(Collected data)

[Begin]

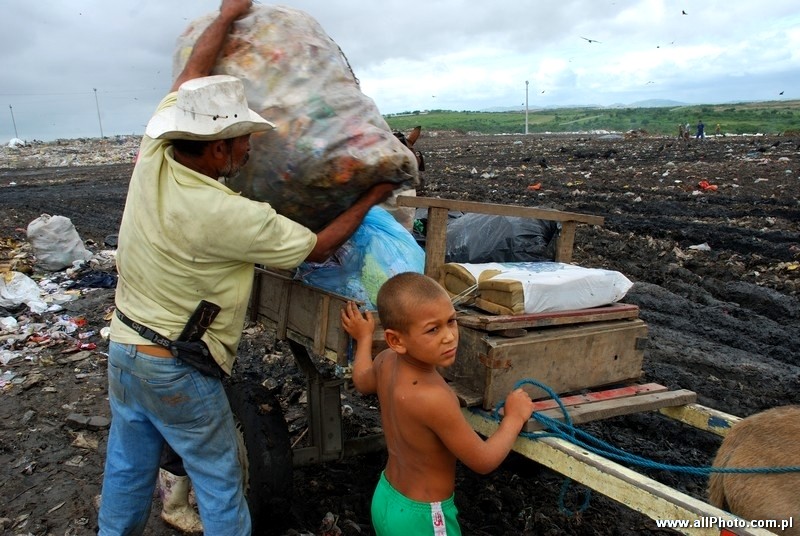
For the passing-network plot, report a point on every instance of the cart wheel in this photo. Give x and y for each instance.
(265, 452)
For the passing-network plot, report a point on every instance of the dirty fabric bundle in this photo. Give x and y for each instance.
(330, 143)
(535, 287)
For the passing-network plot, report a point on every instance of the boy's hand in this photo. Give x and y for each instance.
(359, 326)
(518, 405)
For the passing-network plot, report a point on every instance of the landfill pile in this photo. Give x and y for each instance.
(77, 152)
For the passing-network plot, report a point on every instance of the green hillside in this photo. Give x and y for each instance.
(773, 117)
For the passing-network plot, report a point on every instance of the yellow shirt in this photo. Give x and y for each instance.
(186, 237)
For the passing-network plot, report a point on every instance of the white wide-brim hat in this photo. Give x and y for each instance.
(207, 108)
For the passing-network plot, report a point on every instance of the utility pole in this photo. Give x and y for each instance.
(526, 107)
(14, 122)
(98, 113)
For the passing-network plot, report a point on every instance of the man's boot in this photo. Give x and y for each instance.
(176, 510)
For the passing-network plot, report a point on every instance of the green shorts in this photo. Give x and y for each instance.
(393, 513)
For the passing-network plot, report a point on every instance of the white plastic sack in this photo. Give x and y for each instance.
(555, 286)
(17, 288)
(331, 143)
(55, 242)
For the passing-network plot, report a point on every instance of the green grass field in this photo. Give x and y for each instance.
(772, 117)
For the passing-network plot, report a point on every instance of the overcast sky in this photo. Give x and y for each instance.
(63, 61)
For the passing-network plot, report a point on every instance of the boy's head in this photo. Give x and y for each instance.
(401, 295)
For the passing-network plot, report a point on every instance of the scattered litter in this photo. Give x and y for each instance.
(78, 422)
(17, 288)
(56, 507)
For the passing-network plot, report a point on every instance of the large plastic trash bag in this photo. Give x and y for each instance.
(331, 142)
(56, 242)
(380, 248)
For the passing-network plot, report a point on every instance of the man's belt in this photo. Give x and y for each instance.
(189, 348)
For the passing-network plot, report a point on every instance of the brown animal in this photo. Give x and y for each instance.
(766, 439)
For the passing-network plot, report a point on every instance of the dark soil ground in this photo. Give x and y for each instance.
(724, 322)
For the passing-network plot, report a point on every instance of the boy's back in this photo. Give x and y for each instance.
(420, 466)
(425, 430)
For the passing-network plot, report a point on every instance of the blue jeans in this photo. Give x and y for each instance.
(153, 400)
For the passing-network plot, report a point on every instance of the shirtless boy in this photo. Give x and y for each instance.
(424, 428)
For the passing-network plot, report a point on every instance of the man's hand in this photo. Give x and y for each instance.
(205, 51)
(234, 9)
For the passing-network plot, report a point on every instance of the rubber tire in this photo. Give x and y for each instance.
(265, 433)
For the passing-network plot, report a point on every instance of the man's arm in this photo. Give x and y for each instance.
(206, 49)
(343, 226)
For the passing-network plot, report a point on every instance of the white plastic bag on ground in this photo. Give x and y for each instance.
(55, 242)
(331, 143)
(17, 288)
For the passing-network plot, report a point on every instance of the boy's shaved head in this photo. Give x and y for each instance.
(399, 296)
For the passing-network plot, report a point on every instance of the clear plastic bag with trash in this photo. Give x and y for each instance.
(331, 143)
(380, 248)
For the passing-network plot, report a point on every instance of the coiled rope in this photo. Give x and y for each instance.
(567, 431)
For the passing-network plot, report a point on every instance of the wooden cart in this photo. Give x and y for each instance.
(596, 352)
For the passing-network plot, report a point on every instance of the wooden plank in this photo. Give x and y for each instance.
(605, 409)
(320, 325)
(435, 242)
(566, 358)
(497, 209)
(703, 418)
(631, 489)
(596, 396)
(479, 320)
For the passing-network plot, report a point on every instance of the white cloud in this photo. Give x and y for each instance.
(448, 54)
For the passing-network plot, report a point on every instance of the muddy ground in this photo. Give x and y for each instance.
(724, 321)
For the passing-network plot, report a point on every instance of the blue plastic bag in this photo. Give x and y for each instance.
(380, 248)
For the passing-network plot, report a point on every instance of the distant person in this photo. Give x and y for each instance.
(425, 430)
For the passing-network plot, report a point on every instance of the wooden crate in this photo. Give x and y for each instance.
(566, 357)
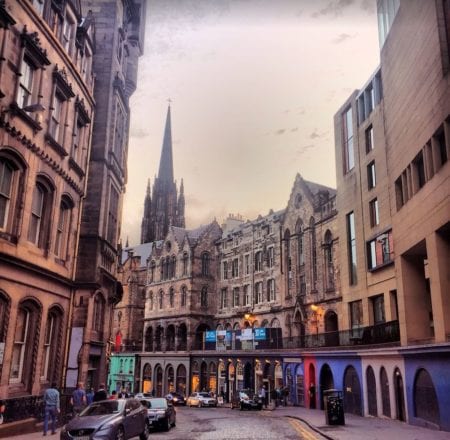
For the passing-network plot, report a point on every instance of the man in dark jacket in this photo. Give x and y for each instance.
(100, 394)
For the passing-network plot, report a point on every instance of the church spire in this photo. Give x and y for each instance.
(166, 164)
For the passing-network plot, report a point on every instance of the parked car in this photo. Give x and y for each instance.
(160, 413)
(108, 419)
(176, 398)
(246, 399)
(201, 399)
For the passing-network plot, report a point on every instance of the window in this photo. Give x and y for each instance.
(99, 314)
(349, 155)
(374, 213)
(39, 227)
(351, 246)
(225, 270)
(369, 139)
(63, 227)
(356, 316)
(204, 297)
(183, 296)
(418, 172)
(113, 209)
(224, 298)
(246, 300)
(271, 290)
(205, 264)
(371, 176)
(235, 268)
(236, 297)
(258, 261)
(329, 265)
(312, 226)
(378, 309)
(258, 292)
(9, 180)
(380, 251)
(171, 297)
(26, 83)
(185, 263)
(270, 256)
(51, 346)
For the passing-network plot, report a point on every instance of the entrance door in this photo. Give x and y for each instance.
(352, 392)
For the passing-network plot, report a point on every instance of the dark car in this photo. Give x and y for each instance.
(108, 419)
(176, 398)
(246, 399)
(160, 413)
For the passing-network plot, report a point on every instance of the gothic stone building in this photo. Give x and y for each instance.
(47, 104)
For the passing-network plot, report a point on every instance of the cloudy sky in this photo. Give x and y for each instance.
(254, 85)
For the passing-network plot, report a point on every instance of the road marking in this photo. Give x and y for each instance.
(302, 431)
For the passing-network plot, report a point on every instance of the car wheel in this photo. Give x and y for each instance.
(120, 435)
(145, 433)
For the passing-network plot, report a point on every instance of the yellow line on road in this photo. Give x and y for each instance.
(302, 431)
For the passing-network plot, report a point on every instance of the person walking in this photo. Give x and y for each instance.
(100, 394)
(78, 399)
(51, 402)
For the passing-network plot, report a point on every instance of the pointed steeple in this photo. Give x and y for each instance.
(166, 164)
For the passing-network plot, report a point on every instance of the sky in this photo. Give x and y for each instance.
(254, 86)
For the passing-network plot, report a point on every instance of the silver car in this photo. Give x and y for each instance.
(109, 420)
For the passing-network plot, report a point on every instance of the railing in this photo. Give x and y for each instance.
(387, 333)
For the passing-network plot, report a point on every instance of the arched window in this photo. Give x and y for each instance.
(63, 227)
(185, 263)
(11, 192)
(152, 271)
(99, 313)
(171, 297)
(151, 301)
(312, 227)
(183, 296)
(39, 227)
(26, 336)
(205, 264)
(160, 299)
(204, 297)
(49, 366)
(329, 266)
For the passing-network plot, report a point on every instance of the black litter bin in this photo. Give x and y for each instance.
(334, 407)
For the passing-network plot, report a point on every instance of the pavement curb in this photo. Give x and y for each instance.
(314, 428)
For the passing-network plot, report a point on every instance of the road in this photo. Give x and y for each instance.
(224, 424)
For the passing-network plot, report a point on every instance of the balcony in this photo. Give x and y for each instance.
(385, 334)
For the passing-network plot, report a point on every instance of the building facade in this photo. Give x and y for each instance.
(47, 106)
(119, 43)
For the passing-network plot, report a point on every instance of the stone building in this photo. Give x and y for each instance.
(46, 110)
(392, 151)
(163, 207)
(120, 27)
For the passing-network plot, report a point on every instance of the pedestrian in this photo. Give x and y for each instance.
(100, 394)
(2, 411)
(312, 396)
(90, 396)
(78, 399)
(263, 395)
(51, 402)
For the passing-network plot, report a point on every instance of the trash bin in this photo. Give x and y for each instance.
(334, 407)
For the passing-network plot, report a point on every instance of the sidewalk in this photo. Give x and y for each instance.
(359, 428)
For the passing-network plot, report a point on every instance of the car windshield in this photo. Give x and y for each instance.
(103, 408)
(155, 403)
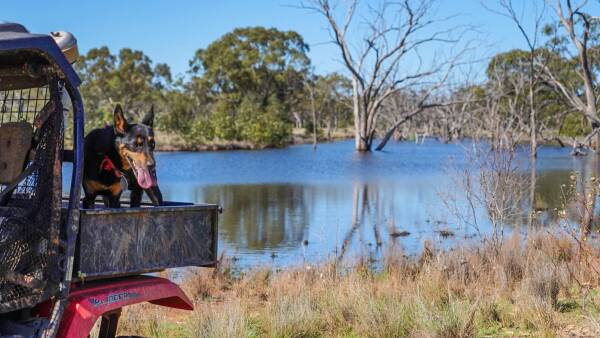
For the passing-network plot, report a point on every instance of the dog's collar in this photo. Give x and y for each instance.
(108, 165)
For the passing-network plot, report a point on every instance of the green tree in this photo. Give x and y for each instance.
(129, 78)
(254, 78)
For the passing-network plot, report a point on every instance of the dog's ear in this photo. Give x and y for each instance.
(120, 123)
(149, 118)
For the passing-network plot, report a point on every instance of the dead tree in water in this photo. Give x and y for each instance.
(395, 30)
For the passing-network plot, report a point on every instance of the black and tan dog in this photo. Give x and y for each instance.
(118, 152)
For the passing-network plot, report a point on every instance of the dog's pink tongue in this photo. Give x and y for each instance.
(144, 178)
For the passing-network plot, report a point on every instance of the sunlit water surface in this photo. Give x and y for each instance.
(296, 205)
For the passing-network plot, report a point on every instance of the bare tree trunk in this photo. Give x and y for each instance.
(314, 116)
(532, 183)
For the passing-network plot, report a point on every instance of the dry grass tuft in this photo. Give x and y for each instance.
(544, 285)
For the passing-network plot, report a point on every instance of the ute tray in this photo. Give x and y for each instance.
(132, 241)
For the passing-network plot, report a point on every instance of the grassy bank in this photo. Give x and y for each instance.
(546, 285)
(174, 142)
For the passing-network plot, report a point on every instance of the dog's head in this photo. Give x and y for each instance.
(135, 144)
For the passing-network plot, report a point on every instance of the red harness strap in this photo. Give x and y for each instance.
(108, 165)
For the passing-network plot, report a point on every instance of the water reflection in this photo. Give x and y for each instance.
(288, 206)
(262, 217)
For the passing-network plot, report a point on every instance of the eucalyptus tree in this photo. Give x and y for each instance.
(574, 44)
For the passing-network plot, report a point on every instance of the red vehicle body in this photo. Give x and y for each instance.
(76, 285)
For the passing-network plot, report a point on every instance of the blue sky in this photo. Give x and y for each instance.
(171, 31)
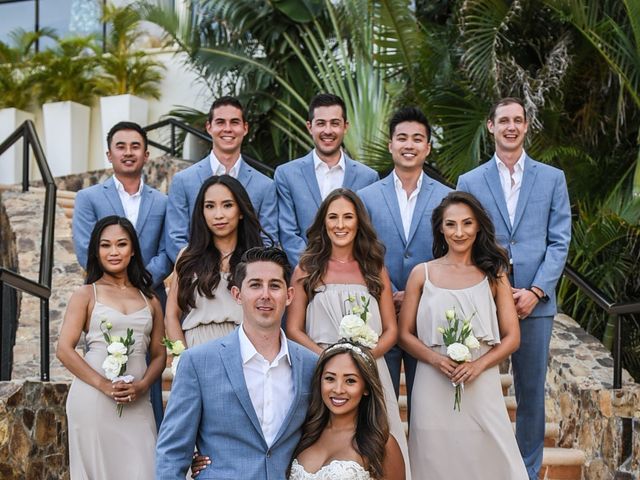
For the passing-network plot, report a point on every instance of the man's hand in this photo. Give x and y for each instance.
(398, 297)
(525, 301)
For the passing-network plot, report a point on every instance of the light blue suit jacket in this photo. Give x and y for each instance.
(299, 198)
(102, 200)
(184, 190)
(210, 407)
(403, 254)
(538, 241)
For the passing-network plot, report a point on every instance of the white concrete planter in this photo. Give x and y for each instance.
(66, 131)
(11, 160)
(121, 108)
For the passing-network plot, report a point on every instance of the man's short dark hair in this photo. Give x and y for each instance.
(224, 101)
(326, 100)
(409, 114)
(262, 254)
(127, 126)
(506, 101)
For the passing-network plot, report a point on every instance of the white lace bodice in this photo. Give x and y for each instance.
(336, 470)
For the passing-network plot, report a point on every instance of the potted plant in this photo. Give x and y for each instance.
(67, 82)
(17, 89)
(127, 75)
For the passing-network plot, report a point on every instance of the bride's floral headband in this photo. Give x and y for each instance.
(347, 345)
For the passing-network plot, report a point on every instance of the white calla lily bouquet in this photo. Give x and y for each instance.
(353, 325)
(118, 349)
(459, 339)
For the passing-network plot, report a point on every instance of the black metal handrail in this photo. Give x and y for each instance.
(619, 309)
(174, 123)
(10, 279)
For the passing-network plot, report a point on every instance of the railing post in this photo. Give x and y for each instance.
(617, 354)
(25, 159)
(44, 340)
(173, 140)
(7, 320)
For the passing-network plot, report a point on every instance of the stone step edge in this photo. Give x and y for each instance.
(563, 456)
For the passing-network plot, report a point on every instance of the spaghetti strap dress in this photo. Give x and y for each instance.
(324, 313)
(102, 444)
(477, 442)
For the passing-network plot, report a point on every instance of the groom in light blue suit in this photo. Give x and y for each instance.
(125, 194)
(227, 127)
(303, 183)
(400, 207)
(241, 399)
(529, 205)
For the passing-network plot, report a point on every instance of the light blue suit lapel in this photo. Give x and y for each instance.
(232, 360)
(296, 369)
(109, 188)
(389, 193)
(528, 179)
(349, 173)
(245, 174)
(146, 204)
(426, 191)
(309, 174)
(492, 177)
(204, 171)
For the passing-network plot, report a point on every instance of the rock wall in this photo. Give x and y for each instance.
(603, 422)
(25, 213)
(33, 431)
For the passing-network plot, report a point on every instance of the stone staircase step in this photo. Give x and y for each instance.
(562, 464)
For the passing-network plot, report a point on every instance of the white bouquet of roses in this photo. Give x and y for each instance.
(118, 350)
(354, 327)
(459, 339)
(175, 348)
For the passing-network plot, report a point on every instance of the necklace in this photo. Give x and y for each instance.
(124, 287)
(341, 261)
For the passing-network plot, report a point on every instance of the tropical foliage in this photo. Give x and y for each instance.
(124, 68)
(576, 63)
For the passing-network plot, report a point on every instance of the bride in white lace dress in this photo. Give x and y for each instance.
(346, 433)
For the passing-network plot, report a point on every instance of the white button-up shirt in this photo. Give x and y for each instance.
(511, 183)
(328, 178)
(218, 169)
(407, 204)
(130, 203)
(270, 385)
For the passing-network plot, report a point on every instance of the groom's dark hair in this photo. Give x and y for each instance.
(262, 254)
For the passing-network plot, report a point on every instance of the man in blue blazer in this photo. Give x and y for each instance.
(227, 127)
(303, 183)
(126, 195)
(529, 205)
(400, 207)
(241, 399)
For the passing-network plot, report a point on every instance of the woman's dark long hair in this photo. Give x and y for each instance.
(201, 259)
(138, 275)
(372, 424)
(368, 251)
(486, 254)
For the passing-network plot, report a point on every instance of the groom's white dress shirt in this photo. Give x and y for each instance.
(270, 384)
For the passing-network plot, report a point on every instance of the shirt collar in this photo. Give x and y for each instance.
(120, 187)
(518, 167)
(248, 351)
(216, 165)
(318, 163)
(398, 183)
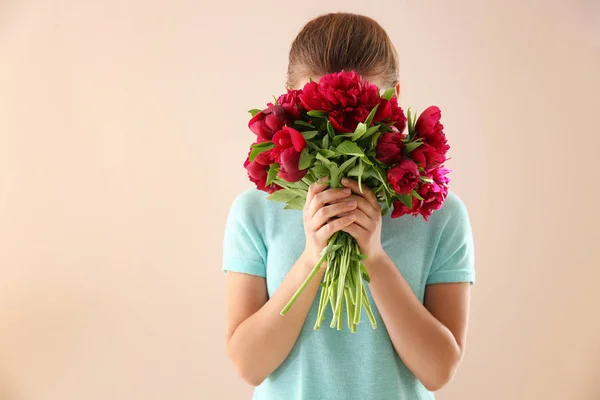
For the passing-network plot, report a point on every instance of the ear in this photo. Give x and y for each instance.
(397, 89)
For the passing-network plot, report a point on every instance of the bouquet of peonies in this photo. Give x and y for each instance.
(343, 127)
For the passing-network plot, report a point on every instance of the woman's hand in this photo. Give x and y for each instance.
(366, 229)
(320, 212)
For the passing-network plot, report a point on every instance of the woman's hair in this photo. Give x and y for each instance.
(343, 41)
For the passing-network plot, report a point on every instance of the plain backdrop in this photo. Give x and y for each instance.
(123, 129)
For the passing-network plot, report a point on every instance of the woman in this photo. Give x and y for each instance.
(421, 272)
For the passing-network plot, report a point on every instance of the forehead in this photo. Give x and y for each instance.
(304, 79)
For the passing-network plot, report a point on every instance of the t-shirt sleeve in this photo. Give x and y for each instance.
(454, 256)
(243, 247)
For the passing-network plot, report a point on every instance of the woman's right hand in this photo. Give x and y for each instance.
(318, 213)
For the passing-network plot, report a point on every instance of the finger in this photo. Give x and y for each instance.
(362, 220)
(367, 193)
(314, 188)
(325, 197)
(363, 204)
(327, 230)
(325, 213)
(356, 231)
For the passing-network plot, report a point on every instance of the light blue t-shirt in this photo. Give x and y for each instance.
(263, 239)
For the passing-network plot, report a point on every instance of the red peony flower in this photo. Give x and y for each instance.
(257, 171)
(289, 143)
(427, 156)
(429, 128)
(344, 96)
(404, 177)
(389, 148)
(389, 111)
(275, 116)
(434, 194)
(291, 102)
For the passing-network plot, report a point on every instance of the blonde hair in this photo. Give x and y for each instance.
(343, 41)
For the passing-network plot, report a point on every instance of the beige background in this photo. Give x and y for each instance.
(122, 133)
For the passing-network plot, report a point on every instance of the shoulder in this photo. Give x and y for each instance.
(453, 212)
(249, 198)
(251, 205)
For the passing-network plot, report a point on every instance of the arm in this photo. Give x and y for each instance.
(428, 338)
(258, 338)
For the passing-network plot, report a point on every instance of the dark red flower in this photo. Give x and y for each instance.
(434, 194)
(291, 102)
(257, 172)
(390, 148)
(390, 112)
(346, 98)
(400, 209)
(289, 143)
(404, 177)
(429, 128)
(427, 156)
(275, 116)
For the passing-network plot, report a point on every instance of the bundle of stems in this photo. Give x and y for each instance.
(343, 284)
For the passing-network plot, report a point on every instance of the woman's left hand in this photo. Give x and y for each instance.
(366, 229)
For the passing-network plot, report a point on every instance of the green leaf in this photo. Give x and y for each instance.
(295, 204)
(330, 129)
(304, 123)
(309, 134)
(312, 145)
(406, 199)
(260, 149)
(323, 159)
(272, 174)
(330, 249)
(325, 142)
(320, 170)
(360, 130)
(371, 115)
(388, 94)
(375, 138)
(334, 175)
(337, 139)
(327, 153)
(282, 196)
(410, 146)
(347, 163)
(370, 131)
(254, 111)
(417, 195)
(305, 159)
(317, 113)
(367, 161)
(350, 148)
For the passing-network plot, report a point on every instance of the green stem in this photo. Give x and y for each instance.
(368, 309)
(303, 286)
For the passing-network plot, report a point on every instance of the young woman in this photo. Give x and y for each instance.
(421, 272)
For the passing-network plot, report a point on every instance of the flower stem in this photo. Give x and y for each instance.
(303, 286)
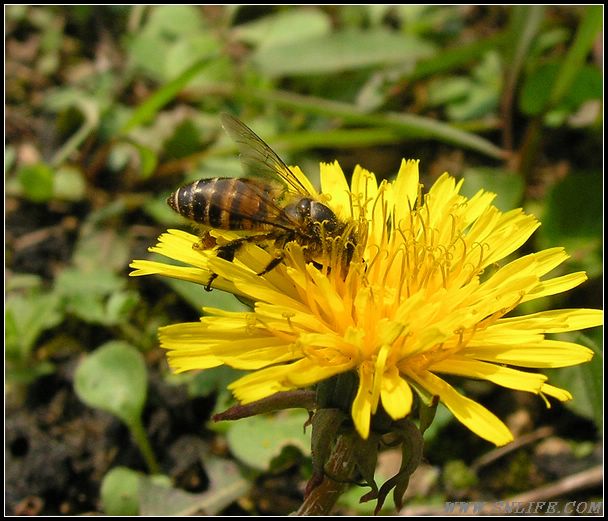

[End]

■ Directions: Filter the entries above, keeping every line that contains the word "woman". Copy each matching line in full.

■ The completed task:
For the passing-network plot, report a point on every instance of the woman's dark long hair in this photo. Give x and y for each instance.
For the passing-network plot, report a point on every instance of the woman's hand in this photo. Give x and y for each instance.
For the passing-network plot, report a point on every instance of the woman's hair in this photo. Give x and y for each instance.
For the passing-network plot, report a point on every instance of the woman in this photo. Give x and y for each instance.
For the passing-network plot, report a point on every instance of the woman's right hand in this photo. Give x and y for each instance.
For the passing-network plot, report a point on every instance of the woman's left hand in this photo. Give x and y for each instance.
For the passing-network plot, report a point on every instance of the young woman in this photo. Give x and y for each instance.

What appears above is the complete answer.